## Text:
=== Section Start ===
Many BYU fans started leaving the stadium. McMahon screamed at them, declaring that the game wasn't over yet. He promptly threw a touchdown pass to Matt Braga, and BYU recovered an onside kick. The Cougars quickly marched down the field, ending the drive with a 1-yard touchdown run by Scott Phillips. SMU's lead had been trimmed to 45–39. The Cougar defense forced the Mustangs to punt on their next possession. BYU's Bill Schoepflin blocked the punt by SMU's Eric Kaifes with 13 seconds left. The Cougar offense took over at the 41-yard line, with a last chance to win the game.

After throwing two incomplete passes, McMahon launched a Hail Mary into the end zone as time expired. Smothered by four SMU defenders, BYU tight end Clay Brown managed to leap above them and haul in the football, scoring one of the most miraculous touchdowns in college football history. With the score tied, BYU's Kurt Gunther kicked the winning extra point to give the Cougars a 46–45 victory.
=== Section End ===
## Dataset excerpts:
=== Section Start ===
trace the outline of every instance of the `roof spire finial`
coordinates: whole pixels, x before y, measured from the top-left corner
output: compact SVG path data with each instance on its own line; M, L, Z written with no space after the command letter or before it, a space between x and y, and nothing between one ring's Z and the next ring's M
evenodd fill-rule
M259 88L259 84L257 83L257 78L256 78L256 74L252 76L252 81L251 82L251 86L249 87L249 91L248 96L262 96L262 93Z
=== Section End ===
## Exercise instructions:
[A] Do these statements agree with the BYU comeback text? (i) Scott Phillips scored on a 1-yard touchdown run. (ii) Eric Kaifes blocked the punt with 13 seconds left. (iii) Clay Brown was smothered by three SMU defenders. Answer each with yes or no and quote the deciding words.
[B] In the BYU comeback text, at which yard line did the Cougar offense take over for its last chance to win?
[C] Please translate this sentence from the BYU comeback text into Spanish: "With the score tied, BYU's Kurt Gunther kicked the winning extra point to give the Cougars a 46–45 victory."

## List of answers:
[A]
(i) Yes: "ending the drive with a 1-yard touchdown run by Scott Phillips"
(ii) No: "BYU's Bill Schoepflin blocked the punt by SMU's Eric Kaifes with 13 seconds left"
(iii) No: "Smothered by four SMU defenders"

[B] The 41-yard line.

[C] Con el marcador empatado, Kurt Gunther, de BYU, pateó el punto extra decisivo que dio a los Cougars una victoria de 46–45.